→ Work order
Output, word for word, every line from the line with "of the sunlit" through the final line of the data below.

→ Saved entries
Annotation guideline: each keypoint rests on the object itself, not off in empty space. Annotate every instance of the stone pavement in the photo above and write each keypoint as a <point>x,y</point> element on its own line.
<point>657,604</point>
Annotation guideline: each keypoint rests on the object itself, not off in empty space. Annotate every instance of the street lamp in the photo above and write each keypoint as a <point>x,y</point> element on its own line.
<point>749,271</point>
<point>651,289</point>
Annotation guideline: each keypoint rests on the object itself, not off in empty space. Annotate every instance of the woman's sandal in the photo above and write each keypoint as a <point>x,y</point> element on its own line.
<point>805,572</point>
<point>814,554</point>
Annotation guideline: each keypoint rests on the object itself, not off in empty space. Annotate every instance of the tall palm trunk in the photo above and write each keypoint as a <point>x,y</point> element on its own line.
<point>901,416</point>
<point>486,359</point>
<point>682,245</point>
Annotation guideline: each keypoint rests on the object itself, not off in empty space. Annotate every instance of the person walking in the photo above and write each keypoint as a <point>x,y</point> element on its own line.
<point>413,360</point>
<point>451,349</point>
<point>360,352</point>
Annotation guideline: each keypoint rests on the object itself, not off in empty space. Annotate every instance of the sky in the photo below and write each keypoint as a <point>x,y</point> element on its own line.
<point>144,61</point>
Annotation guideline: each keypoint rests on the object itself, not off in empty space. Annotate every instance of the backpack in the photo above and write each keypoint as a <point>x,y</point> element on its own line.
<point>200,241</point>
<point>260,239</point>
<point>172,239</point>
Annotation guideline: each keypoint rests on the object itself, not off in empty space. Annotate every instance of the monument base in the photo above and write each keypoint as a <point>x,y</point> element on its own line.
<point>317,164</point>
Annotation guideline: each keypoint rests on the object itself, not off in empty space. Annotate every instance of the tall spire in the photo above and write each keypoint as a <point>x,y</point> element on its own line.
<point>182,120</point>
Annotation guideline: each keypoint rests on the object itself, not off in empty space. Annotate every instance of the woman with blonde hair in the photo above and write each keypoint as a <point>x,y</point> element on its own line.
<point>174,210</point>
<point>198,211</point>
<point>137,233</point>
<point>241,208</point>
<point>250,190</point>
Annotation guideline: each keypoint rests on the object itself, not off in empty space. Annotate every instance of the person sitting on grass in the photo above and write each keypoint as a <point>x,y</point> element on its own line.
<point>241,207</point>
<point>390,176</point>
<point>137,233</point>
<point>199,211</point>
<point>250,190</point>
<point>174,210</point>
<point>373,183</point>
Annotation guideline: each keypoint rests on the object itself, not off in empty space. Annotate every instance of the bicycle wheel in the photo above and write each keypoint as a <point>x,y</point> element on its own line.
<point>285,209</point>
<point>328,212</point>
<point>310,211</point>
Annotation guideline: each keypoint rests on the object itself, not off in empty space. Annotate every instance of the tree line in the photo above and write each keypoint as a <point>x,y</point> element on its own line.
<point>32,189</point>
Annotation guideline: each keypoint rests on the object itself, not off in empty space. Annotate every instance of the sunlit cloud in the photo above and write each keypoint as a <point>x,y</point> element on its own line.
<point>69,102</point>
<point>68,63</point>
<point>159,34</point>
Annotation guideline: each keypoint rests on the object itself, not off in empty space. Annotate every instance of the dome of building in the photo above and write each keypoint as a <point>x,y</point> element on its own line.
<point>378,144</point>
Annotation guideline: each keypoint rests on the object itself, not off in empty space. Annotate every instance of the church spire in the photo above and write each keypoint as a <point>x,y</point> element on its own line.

→ Output for this task
Annotation guideline: each keypoint rests on the object itself, not off in empty space. Annotate every instance of the sunlit cloud in the photo above and write each keypoint as a <point>x,y</point> element on its own line.
<point>69,102</point>
<point>68,63</point>
<point>159,34</point>
Annotation guideline: each keypoint rests on the object itself, not off in empty space. Annotate every instance of the dome of building in the photo above and write each keypoint as a <point>x,y</point> element on its own line.
<point>378,144</point>
Annotation guideline: each keypoint rests on the object itself, not off in empty space. Annotate every instance of the church spire in the photo above and write each keypoint as a <point>x,y</point> element on its own line.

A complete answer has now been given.